## [STATED PROBLEM]
Retype the lines in the records below from the line with "Query: white sky" up to and including the line with "Outline every instance of the white sky.", keeping them identical.

[Extracted data entries]
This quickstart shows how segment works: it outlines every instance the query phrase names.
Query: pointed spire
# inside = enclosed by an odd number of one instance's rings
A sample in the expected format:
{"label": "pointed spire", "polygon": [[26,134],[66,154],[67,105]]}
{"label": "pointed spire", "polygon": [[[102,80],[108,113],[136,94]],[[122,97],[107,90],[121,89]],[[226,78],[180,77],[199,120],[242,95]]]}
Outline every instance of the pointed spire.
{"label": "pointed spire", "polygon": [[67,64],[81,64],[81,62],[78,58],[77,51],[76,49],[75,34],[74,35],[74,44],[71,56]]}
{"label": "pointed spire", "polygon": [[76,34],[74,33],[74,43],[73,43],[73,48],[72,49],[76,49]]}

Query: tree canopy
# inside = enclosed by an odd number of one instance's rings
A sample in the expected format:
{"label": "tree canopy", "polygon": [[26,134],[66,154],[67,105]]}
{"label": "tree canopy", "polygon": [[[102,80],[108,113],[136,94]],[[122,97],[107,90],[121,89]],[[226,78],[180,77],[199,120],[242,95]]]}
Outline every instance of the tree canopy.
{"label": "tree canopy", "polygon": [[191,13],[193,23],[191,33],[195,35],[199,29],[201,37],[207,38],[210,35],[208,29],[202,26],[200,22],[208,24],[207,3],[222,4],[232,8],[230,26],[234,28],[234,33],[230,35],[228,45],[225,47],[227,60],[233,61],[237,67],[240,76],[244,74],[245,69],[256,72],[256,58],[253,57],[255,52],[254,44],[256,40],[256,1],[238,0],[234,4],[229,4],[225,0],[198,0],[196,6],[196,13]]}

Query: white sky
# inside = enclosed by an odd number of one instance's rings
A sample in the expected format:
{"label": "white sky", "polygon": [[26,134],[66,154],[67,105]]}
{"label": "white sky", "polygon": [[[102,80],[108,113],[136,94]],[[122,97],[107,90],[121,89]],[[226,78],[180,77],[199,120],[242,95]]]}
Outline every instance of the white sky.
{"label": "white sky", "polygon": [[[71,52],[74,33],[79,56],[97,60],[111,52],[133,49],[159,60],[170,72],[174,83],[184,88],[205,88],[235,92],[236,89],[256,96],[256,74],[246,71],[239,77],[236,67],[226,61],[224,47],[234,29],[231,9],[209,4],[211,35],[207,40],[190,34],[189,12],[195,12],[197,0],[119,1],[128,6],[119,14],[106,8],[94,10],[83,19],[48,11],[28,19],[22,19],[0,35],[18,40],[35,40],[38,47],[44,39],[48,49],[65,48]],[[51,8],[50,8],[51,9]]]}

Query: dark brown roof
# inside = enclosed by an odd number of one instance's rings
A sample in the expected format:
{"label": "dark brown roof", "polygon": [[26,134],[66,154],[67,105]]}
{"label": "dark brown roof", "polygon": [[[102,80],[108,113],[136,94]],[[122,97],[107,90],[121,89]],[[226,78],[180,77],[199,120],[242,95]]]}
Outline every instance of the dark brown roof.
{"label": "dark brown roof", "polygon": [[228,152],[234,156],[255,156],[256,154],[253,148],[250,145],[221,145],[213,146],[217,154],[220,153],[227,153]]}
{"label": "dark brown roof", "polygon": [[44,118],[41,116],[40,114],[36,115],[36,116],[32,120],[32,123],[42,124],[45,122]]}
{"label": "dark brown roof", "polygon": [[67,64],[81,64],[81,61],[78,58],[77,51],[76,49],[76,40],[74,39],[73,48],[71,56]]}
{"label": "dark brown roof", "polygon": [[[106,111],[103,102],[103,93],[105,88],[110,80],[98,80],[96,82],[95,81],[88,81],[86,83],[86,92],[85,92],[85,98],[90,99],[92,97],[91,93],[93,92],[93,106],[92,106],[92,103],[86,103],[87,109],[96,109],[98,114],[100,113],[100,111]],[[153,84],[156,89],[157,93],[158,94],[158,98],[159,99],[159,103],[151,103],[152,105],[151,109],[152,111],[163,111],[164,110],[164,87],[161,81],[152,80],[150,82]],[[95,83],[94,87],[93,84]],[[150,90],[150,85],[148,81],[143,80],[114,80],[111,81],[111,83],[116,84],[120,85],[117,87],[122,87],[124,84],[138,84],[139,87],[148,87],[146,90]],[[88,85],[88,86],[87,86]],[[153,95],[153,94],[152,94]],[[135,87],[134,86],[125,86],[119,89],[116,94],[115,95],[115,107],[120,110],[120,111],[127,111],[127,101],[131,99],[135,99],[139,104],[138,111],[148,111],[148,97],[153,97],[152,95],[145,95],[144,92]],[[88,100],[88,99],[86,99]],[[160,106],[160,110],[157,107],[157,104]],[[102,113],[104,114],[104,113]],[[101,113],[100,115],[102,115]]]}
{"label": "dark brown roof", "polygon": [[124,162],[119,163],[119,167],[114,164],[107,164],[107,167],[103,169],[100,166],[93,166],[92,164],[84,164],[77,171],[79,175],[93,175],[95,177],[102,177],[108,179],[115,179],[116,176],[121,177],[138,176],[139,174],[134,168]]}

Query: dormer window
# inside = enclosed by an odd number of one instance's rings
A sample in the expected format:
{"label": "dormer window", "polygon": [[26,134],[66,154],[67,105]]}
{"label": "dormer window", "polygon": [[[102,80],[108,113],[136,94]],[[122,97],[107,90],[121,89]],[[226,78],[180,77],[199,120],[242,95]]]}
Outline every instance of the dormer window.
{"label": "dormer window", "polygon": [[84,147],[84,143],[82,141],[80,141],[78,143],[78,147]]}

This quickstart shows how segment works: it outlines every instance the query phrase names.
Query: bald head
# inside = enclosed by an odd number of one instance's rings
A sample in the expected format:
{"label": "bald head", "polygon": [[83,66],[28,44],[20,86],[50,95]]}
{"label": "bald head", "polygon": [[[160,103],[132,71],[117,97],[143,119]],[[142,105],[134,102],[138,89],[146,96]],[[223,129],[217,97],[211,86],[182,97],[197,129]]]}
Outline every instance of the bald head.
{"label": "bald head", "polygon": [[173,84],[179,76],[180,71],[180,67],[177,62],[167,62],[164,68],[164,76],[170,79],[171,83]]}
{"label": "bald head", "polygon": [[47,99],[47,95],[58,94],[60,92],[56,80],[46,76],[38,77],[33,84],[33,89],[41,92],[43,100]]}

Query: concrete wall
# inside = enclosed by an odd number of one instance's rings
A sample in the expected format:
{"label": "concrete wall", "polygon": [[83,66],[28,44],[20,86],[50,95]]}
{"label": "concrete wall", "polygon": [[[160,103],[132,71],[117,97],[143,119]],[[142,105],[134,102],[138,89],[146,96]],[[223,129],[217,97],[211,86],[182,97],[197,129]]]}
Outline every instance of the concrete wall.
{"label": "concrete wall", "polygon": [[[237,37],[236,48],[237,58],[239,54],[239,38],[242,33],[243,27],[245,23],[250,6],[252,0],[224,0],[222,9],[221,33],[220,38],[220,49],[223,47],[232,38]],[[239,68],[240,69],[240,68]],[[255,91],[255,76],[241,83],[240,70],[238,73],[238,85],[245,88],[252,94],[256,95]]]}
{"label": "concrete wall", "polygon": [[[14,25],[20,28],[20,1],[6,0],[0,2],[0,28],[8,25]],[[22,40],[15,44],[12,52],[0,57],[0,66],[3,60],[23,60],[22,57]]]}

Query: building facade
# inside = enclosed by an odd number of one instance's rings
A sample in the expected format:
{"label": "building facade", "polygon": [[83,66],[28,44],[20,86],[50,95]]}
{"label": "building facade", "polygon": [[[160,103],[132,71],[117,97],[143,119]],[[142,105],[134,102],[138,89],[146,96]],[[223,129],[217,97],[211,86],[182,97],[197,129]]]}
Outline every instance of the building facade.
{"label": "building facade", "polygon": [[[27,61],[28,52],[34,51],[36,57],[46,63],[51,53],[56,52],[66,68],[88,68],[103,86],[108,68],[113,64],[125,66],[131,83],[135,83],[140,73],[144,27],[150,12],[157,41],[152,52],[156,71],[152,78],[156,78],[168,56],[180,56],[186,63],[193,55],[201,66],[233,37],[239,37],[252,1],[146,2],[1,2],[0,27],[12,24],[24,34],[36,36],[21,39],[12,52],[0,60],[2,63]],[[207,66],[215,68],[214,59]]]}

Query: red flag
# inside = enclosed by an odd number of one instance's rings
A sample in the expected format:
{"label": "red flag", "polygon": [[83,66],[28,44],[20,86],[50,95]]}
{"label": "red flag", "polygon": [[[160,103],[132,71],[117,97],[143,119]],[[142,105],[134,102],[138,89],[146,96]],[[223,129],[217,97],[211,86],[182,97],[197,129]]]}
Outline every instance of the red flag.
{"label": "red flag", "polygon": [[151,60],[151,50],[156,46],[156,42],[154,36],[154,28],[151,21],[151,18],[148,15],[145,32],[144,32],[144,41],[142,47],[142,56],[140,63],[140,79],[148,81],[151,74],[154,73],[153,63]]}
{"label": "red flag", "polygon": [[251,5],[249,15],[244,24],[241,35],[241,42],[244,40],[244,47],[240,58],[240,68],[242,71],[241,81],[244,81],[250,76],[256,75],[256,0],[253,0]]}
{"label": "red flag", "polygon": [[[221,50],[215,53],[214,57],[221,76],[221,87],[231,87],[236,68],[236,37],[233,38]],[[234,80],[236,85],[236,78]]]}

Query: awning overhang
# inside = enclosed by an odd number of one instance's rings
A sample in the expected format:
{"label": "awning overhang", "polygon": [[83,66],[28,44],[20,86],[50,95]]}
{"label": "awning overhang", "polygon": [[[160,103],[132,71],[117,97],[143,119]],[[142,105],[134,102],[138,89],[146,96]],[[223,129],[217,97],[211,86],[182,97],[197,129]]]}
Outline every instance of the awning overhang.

## [SOLUTION FOR THIS EXERCISE]
Query: white sky
# inside = enclosed by an odd number of one instance's rings
A sample in the expected format:
{"label": "white sky", "polygon": [[26,134],[66,154],[67,105]]}
{"label": "white sky", "polygon": [[[102,80],[108,113],[136,94]],[[122,97],[107,90],[121,89]],[[226,78],[180,77],[199,120],[242,95]]]}
Outline every instance of the white sky.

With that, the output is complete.